**Work instructions:**
Copy out the stretch of lines from the start of the records through the one containing "[487,171,691,251]", both ends included, and leave the pictures out.

Raw records:
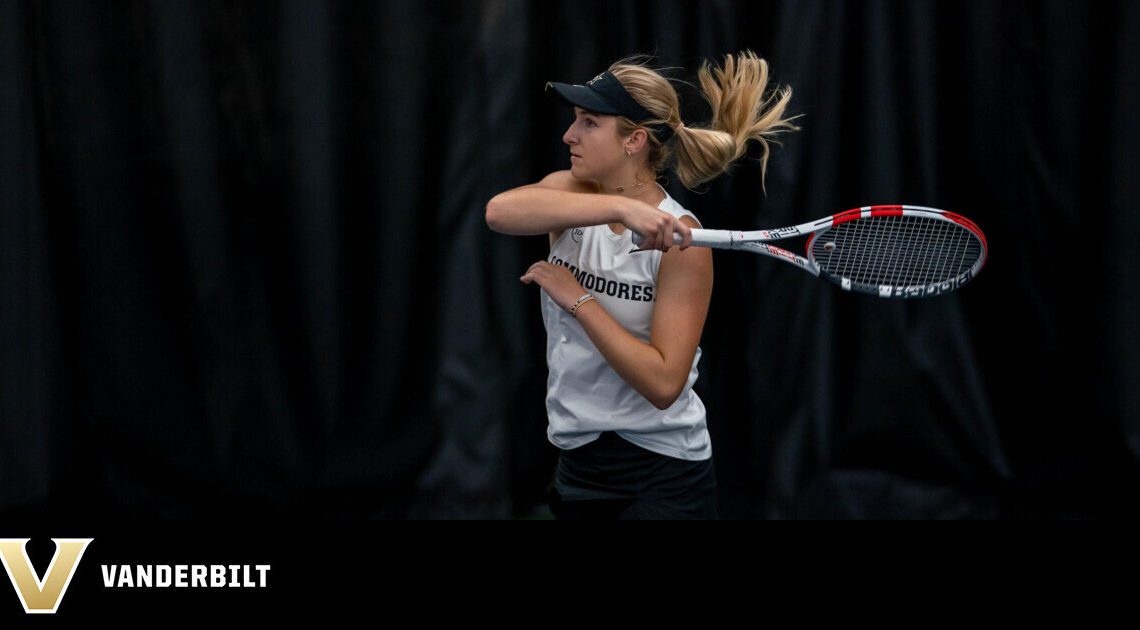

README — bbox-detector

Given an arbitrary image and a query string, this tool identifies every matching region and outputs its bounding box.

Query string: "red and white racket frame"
[674,205,990,298]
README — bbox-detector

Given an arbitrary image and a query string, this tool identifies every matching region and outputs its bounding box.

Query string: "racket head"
[806,205,988,298]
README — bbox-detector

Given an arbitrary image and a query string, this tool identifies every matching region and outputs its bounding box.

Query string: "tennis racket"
[632,205,987,298]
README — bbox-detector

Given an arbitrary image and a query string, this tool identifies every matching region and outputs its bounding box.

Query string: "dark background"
[0,0,1140,518]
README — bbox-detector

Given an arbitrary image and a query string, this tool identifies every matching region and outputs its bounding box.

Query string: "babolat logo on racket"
[767,226,799,238]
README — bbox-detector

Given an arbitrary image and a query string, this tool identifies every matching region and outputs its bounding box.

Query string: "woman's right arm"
[487,171,629,236]
[487,171,691,251]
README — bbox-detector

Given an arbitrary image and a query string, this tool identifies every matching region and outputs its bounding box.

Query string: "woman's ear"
[625,128,649,155]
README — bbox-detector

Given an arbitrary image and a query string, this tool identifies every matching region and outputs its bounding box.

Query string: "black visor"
[546,71,673,142]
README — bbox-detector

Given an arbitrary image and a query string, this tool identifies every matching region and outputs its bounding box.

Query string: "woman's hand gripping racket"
[633,205,987,298]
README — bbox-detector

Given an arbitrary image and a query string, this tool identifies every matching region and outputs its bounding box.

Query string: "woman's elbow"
[486,195,503,232]
[645,380,684,411]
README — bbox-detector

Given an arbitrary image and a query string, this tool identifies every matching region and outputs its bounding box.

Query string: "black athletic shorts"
[549,431,717,521]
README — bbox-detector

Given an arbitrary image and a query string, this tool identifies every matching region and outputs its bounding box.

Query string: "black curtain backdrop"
[0,0,1140,518]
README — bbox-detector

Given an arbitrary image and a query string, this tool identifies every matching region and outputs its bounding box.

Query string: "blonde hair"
[610,50,799,189]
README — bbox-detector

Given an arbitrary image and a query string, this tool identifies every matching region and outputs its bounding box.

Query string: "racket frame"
[674,205,990,298]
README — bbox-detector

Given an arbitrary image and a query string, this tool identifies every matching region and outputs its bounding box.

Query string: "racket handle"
[630,228,741,249]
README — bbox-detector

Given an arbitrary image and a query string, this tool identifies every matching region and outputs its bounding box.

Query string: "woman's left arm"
[521,216,713,409]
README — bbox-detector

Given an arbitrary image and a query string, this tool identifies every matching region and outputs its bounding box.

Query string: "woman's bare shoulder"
[535,171,599,193]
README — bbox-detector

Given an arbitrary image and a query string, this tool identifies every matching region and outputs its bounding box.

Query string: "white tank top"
[539,188,713,460]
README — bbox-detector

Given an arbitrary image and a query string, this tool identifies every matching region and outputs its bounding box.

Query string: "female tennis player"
[487,51,797,519]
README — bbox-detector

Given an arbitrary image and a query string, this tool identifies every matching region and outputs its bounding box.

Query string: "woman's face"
[562,107,626,180]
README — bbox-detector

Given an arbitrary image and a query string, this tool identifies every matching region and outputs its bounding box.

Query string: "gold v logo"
[0,538,95,614]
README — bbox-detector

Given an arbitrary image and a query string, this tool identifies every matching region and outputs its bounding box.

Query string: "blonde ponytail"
[610,50,799,188]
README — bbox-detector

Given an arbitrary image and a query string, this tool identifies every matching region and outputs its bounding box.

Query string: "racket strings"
[812,216,982,287]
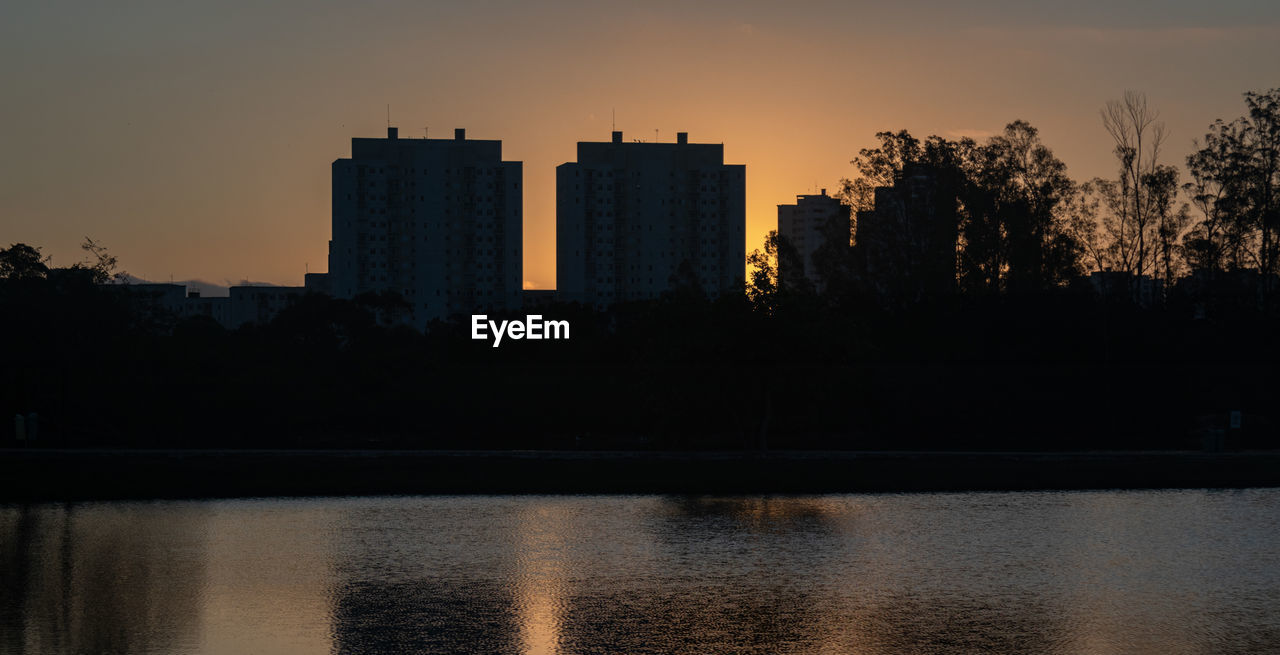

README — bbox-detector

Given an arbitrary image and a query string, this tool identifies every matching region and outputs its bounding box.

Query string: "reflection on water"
[0,490,1280,655]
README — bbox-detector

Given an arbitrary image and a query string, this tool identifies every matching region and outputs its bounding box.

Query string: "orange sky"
[0,0,1280,288]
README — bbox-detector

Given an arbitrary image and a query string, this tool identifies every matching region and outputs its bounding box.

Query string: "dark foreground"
[0,449,1280,500]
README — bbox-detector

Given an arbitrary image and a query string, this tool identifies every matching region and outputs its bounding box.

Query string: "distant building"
[182,289,232,328]
[524,289,556,311]
[113,283,187,317]
[1089,271,1165,308]
[556,132,746,308]
[778,189,850,289]
[856,165,959,304]
[225,287,307,329]
[328,128,524,326]
[302,272,333,296]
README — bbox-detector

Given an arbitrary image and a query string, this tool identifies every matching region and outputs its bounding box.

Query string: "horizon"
[0,1,1280,289]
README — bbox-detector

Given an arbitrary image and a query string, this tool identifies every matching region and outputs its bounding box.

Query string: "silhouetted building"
[1170,269,1280,319]
[329,128,524,326]
[778,189,850,290]
[182,289,232,328]
[227,287,307,329]
[556,132,746,307]
[856,164,959,303]
[1089,271,1165,308]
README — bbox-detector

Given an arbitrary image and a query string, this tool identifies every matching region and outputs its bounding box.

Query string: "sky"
[0,0,1280,289]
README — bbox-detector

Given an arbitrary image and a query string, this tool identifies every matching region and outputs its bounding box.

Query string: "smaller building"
[302,272,333,296]
[180,289,232,328]
[522,289,556,312]
[225,287,307,329]
[778,189,850,290]
[1089,271,1165,310]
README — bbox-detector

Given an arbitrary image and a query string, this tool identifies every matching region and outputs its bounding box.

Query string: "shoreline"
[0,449,1280,503]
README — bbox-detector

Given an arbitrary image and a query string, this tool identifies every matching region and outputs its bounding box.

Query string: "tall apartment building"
[556,132,746,307]
[778,189,850,289]
[328,128,524,326]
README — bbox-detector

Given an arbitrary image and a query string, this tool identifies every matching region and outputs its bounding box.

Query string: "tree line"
[748,88,1280,308]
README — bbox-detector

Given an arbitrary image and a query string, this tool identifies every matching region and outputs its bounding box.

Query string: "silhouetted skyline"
[0,1,1280,288]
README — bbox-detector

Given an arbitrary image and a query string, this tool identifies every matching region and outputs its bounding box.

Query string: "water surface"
[0,490,1280,655]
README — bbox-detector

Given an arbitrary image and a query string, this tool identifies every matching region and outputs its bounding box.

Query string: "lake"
[0,489,1280,655]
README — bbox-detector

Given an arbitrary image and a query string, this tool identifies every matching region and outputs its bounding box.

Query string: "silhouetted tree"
[746,230,813,315]
[76,237,125,284]
[1187,88,1280,274]
[955,120,1080,292]
[1094,91,1169,275]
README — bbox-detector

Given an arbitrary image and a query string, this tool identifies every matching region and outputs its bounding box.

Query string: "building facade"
[856,165,959,304]
[556,132,746,308]
[326,128,524,328]
[778,189,850,290]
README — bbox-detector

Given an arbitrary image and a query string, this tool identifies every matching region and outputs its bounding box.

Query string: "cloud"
[945,128,996,139]
[966,24,1280,46]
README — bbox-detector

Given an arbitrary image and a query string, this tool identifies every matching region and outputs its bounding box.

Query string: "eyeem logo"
[471,313,568,348]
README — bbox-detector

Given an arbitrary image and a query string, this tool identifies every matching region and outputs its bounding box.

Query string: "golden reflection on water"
[198,500,344,655]
[0,490,1280,655]
[515,500,580,655]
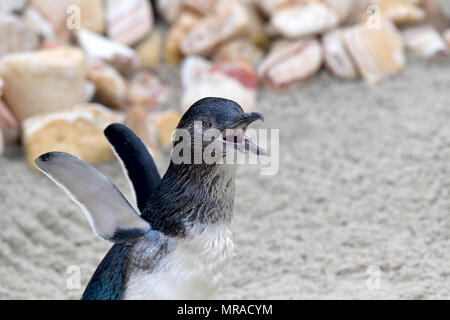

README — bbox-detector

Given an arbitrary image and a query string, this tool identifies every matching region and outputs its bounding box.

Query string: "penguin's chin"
[219,124,267,155]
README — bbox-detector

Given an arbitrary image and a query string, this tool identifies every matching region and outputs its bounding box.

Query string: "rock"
[180,56,258,111]
[87,60,127,109]
[322,0,360,23]
[182,0,219,16]
[0,98,20,147]
[375,0,425,24]
[76,29,139,73]
[444,29,450,48]
[322,29,358,80]
[270,2,339,39]
[213,38,264,68]
[164,12,200,65]
[149,111,181,147]
[0,13,39,57]
[105,0,154,45]
[245,4,270,49]
[0,47,86,121]
[252,0,291,17]
[22,104,124,169]
[0,0,28,13]
[136,31,163,67]
[420,0,450,32]
[84,80,97,102]
[26,0,72,43]
[258,38,323,90]
[22,7,57,43]
[343,19,406,84]
[125,106,159,159]
[127,71,170,108]
[180,1,249,56]
[402,24,448,59]
[156,0,182,23]
[69,0,106,34]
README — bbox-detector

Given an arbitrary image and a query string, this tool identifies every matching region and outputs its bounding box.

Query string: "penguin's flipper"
[35,152,150,242]
[105,123,161,212]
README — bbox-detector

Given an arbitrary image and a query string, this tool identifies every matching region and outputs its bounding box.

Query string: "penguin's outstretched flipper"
[105,123,161,212]
[35,152,150,242]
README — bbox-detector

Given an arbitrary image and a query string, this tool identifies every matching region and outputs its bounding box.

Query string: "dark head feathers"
[178,97,244,129]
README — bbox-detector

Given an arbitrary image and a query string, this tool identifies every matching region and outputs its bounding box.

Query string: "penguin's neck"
[143,162,236,236]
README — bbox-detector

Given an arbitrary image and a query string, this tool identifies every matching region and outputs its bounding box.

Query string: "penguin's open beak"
[221,112,267,155]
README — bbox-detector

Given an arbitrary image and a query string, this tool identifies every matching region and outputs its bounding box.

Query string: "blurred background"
[0,0,450,299]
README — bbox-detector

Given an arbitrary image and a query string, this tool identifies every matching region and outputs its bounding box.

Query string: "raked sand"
[0,56,450,299]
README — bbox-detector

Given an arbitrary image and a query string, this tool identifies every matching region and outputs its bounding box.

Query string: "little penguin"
[35,97,265,300]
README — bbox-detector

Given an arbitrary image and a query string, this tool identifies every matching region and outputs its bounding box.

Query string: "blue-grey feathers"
[36,152,150,242]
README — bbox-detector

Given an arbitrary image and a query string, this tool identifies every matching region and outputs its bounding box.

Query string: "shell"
[258,38,323,89]
[0,14,39,57]
[149,111,181,147]
[76,29,139,72]
[245,4,270,48]
[402,24,448,58]
[252,0,291,17]
[180,1,248,56]
[270,2,339,39]
[180,56,258,111]
[0,0,28,13]
[28,0,71,43]
[0,47,86,121]
[105,0,154,45]
[322,30,358,80]
[420,0,450,32]
[343,19,406,84]
[182,0,219,15]
[69,0,106,34]
[136,30,163,67]
[213,38,264,67]
[375,0,426,24]
[155,0,182,23]
[444,29,450,48]
[22,104,123,169]
[87,59,127,109]
[164,12,200,65]
[0,99,19,146]
[322,0,358,23]
[127,71,170,108]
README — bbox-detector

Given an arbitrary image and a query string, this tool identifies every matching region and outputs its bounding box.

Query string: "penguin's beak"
[221,112,267,155]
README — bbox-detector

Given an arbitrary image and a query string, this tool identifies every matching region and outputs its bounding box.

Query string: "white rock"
[0,13,39,57]
[76,29,139,72]
[322,30,358,80]
[270,2,339,38]
[402,24,448,58]
[106,0,154,45]
[0,47,86,121]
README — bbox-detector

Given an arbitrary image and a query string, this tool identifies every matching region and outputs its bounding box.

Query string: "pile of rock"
[0,0,450,166]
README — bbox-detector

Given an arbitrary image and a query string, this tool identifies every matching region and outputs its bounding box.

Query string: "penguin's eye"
[202,121,212,129]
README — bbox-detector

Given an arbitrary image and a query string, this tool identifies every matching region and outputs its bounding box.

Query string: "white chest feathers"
[124,226,234,299]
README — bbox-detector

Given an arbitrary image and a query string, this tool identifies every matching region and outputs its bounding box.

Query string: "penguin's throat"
[146,163,236,235]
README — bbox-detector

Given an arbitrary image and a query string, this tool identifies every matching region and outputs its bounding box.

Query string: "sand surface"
[0,56,450,299]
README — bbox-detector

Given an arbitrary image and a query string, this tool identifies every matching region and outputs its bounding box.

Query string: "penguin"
[35,97,266,300]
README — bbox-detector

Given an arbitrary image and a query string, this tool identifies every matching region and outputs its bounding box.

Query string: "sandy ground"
[0,52,450,299]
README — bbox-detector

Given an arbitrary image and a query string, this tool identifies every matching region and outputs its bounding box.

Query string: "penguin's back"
[81,243,131,300]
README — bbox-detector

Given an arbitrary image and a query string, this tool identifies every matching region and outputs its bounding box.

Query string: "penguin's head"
[174,97,265,162]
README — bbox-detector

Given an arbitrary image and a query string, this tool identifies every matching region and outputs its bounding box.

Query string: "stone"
[0,13,39,57]
[136,31,163,68]
[0,47,86,121]
[22,104,124,169]
[105,0,154,45]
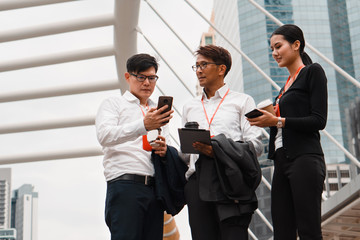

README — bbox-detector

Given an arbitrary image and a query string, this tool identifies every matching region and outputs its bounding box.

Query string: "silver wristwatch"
[276,117,283,128]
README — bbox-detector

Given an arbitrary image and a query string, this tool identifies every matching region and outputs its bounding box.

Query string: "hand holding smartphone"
[157,96,173,123]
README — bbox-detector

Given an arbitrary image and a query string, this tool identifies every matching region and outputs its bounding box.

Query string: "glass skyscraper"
[214,0,360,163]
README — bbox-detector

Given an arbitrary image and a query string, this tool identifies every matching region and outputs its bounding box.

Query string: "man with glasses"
[96,54,173,240]
[182,45,262,240]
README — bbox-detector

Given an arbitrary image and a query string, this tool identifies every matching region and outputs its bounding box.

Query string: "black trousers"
[185,173,252,240]
[105,180,164,240]
[271,148,326,240]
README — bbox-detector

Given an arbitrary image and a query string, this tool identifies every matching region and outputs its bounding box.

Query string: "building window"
[340,170,350,178]
[329,183,339,191]
[328,170,337,178]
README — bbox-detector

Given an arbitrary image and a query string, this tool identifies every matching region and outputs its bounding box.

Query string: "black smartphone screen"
[245,109,263,118]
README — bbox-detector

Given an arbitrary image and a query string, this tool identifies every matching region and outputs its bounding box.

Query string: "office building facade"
[214,0,360,163]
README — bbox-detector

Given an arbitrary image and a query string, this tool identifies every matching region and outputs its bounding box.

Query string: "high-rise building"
[214,0,360,163]
[11,184,38,240]
[214,0,360,239]
[0,168,11,229]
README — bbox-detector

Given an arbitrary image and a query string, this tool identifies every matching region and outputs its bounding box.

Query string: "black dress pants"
[185,173,252,240]
[105,180,164,240]
[271,148,326,240]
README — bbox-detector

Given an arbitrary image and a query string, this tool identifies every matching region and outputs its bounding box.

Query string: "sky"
[0,0,213,240]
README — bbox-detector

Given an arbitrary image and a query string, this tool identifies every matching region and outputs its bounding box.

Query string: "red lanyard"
[275,65,305,117]
[201,89,230,130]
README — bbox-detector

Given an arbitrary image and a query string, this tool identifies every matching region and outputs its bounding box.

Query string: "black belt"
[108,174,155,186]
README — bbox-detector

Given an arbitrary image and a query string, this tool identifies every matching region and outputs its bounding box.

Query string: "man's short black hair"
[195,44,231,77]
[126,53,158,73]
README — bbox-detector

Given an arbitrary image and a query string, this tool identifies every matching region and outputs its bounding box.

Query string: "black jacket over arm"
[151,146,188,216]
[195,134,261,220]
[269,63,327,159]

**Solution to this exercise:**
README — bbox-detector

Given an arbitrary image and a query string, this tool identifies every matching region and outputs its bounding box.

Query string: "red and white racket frame"
[674,205,990,298]
README — bbox-detector

Given an arbitrary image and a query string, this tool identifies every matching region and outputs its bounding box.

Query string: "racket head"
[806,205,988,298]
README — bbox-detector

Given an arbitrary image and a query string, this tool identifies every matching region and outputs its bounding box.

Query string: "tennis racket"
[632,205,987,298]
README — bbox-detector

Given an arbitrary image and a query string, this tool identifies every matching region and outputs its bounding box.

Query string: "dark background"
[0,0,1140,518]
README — bbox-detector

Given an arbitrary image and a query string, this tool identifies every matching region and outputs its bounding box.

Query string: "babolat logo on racket"
[767,226,799,238]
README — bbox-detector

Given an arbitrary image and a query string, this tool identifies every matching region and outputs its bounding box.

Query string: "woman's right arm"
[487,171,629,236]
[487,171,691,251]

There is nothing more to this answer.